> What needs to be done
Print the entries below in their entirety, exactly as they are written.

> Data for processing
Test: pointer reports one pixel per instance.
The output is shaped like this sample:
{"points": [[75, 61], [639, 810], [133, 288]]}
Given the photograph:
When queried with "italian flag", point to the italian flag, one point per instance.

> The response
Test: pointer reports one pixel per instance.
The output is shaped like this sample:
{"points": [[75, 61], [639, 810], [133, 288]]}
Given the photograph:
When queried with "italian flag", point to the italian flag, one point per instance.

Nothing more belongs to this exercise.